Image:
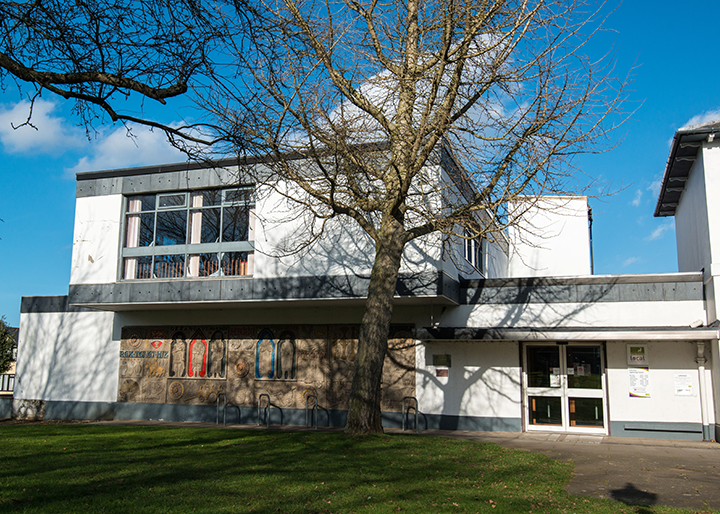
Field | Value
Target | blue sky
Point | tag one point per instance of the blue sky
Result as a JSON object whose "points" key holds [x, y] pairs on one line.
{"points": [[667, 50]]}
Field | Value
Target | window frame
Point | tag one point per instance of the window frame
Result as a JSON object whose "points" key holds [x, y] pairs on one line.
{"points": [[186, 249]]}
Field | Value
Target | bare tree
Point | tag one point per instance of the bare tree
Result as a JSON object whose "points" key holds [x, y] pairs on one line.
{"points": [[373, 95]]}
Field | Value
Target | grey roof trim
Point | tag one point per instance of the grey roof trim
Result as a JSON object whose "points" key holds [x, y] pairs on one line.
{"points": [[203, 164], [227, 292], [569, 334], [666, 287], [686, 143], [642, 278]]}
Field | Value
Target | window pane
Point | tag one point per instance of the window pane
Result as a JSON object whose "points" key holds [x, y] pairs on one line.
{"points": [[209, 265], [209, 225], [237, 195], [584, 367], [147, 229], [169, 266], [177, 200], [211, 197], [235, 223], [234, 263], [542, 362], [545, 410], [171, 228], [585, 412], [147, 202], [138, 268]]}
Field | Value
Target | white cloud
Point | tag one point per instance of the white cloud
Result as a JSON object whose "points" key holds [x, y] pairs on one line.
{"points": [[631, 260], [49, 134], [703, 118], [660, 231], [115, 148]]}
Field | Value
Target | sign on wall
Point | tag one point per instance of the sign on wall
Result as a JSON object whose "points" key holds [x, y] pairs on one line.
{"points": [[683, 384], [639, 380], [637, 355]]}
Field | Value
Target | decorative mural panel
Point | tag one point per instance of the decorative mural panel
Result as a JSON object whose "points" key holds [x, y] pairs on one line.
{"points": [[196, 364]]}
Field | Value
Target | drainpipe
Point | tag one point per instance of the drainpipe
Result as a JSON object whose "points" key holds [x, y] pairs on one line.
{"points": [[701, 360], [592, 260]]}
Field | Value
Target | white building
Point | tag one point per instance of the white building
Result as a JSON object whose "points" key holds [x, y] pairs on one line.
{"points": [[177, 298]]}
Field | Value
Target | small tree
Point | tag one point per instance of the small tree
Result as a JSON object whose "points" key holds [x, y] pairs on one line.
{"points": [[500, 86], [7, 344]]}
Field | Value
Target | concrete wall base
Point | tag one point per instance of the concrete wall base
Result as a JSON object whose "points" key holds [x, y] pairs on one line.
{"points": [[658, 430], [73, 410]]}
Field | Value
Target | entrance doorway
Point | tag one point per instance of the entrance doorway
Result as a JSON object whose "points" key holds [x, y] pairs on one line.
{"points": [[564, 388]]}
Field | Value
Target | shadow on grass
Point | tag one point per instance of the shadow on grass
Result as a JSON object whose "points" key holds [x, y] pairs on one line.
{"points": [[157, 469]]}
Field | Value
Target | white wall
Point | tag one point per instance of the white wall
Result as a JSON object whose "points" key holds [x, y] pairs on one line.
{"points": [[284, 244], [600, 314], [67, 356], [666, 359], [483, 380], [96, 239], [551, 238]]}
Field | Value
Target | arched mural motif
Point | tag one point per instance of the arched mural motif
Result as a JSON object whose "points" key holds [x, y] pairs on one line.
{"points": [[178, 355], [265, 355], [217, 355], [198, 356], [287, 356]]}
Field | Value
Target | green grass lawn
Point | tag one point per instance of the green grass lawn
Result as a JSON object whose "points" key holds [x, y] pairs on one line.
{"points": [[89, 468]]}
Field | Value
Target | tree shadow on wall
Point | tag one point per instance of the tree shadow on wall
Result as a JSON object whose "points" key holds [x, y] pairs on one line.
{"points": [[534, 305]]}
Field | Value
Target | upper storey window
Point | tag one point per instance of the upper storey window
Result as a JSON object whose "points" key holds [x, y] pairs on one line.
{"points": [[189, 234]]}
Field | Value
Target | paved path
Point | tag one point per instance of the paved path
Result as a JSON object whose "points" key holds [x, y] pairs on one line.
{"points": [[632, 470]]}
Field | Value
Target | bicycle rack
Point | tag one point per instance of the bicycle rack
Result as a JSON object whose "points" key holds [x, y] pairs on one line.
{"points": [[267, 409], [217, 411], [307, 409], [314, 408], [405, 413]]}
• • • • •
* **Stated exercise**:
Nothing but the pictures may be dropped; output the records above exactly.

* **Answer to this task**:
Image:
Field | Value
Target | blue sky
Point | tag one point per instance of the blue sky
Result as a JSON object whose "points" key holds [x, y] pairs on one line.
{"points": [[667, 50]]}
Field | Value
Target | window frame
Point | tag one point per instance of the window frame
Result as a JSON object whose "points" key holds [x, y] pairs on one line.
{"points": [[186, 249]]}
Field | Value
Target | bare tree
Point | tag one point per instance of the bare tree
Result as a JSON object whose "points" key holds [x, y] pairs on one line.
{"points": [[373, 95]]}
Field | Value
Target | grey roof trim
Point | tag one point per instance of the grey roof trim
Result as a JSON object whose "points" key holds [x, y] pairs on one line.
{"points": [[203, 164], [227, 292], [569, 334], [666, 287], [686, 143], [642, 278]]}
Field | Value
Target | window pane
Point | tag one point per instance of the window pane
Result as a JSON object whose "points" key holds [x, y] pairs on one line.
{"points": [[209, 265], [209, 225], [237, 195], [584, 367], [147, 229], [169, 266], [177, 200], [211, 197], [235, 223], [234, 263], [542, 362], [545, 410], [171, 228], [585, 412], [147, 202], [138, 268]]}
Field | Value
Target | white cloud
Point | tag one point per instance of the white cloud
Result as a JSON object whose "points" key holds [x, y] pairs on one line.
{"points": [[631, 260], [49, 134], [703, 118], [660, 231], [115, 148]]}
Field | Value
Target | sign on wall
Point | tag one point per instance of the sign on wall
Result as a JSON object whose "points" key holds [x, y] pairs on one line.
{"points": [[683, 384], [639, 380], [637, 355]]}
Field | Value
Target | decorative mural panel
Point | tag one point per instance of the decorative mural panel
Result as a JSON object whose "points" key holds [x, y] pairs on one line.
{"points": [[196, 364]]}
Field | Value
Target | drainpipe
Point | tag one point per instance of the drainpipe
Result as a JSON object whose "points" key holds [x, y] pairs on one line.
{"points": [[701, 360], [592, 260]]}
Field | Value
Target | white building
Point | tag one point per instance of the white building
Result as a JSON object whose "points" key holds [x, y] pairs on one line.
{"points": [[177, 298]]}
Field | Value
Target | small tree
Point | tag one point per instance of the small tree
Result as a JSON object whose "points" key holds [x, y] pairs on one line.
{"points": [[500, 86], [7, 344]]}
Field | Value
Target | concrete wall base
Point | tag one point per instance of the concrete wall base
Result as a JSON object whose "points" key holds [x, y] pairs on one line.
{"points": [[658, 430], [73, 410]]}
Field | Value
Target | entrance doorway
Point | tag one point per instance of the entrance doorway
Result as a JSON object whose "points" key holds [x, y] pairs on one line.
{"points": [[564, 388]]}
Field | Value
Target | shadow on grass
Point | tag one point per instance of the shadow on grass
Result as a JSON object whose "points" key holds [x, y] pairs on one line.
{"points": [[157, 469]]}
Field | Value
Target | white wall
Point | tag one point per instance of the white wall
Result as a JSON object whose "points" key holds [x, y] pairs on one line.
{"points": [[284, 244], [600, 314], [67, 356], [666, 359], [483, 380], [96, 239], [551, 238]]}
Field | Value
Target | arched mural motif
Point | tag one point per instance of the arched mural motif
Result as a JSON object whose "points" key holds [x, y] pairs on one line.
{"points": [[178, 355], [265, 355], [217, 355], [198, 356], [287, 356]]}
Field | Value
Target | green grass lawn
Point | tag one point per instance of the green grass lawn
Result as a JSON object whose "points" key holds [x, y] pairs on one line.
{"points": [[89, 468]]}
Field | Value
Target | tree shadow on wall
Point | tag one point per instance of the tree shadow on wall
Result as a JSON object whose "points" key holds [x, y] pairs on one line.
{"points": [[534, 305]]}
Field | Value
Target | upper storey window
Point | tag one point per instance of the upper storey window
Result as a JSON object whose "points" key holds [x, y] pairs on one line.
{"points": [[189, 234]]}
Field | Value
Target | paved path
Point | tag one point per instance of the paved path
Result as a JSON object whose "points" key holds [x, y] pairs on one line.
{"points": [[632, 470]]}
Field | Value
Target | bicycle rack
Point | tag one point per instance of the bicycle rack
Result as a JSON object whose "points" key holds [x, y] pairs on one line.
{"points": [[267, 409], [217, 411], [307, 409], [314, 408], [405, 413]]}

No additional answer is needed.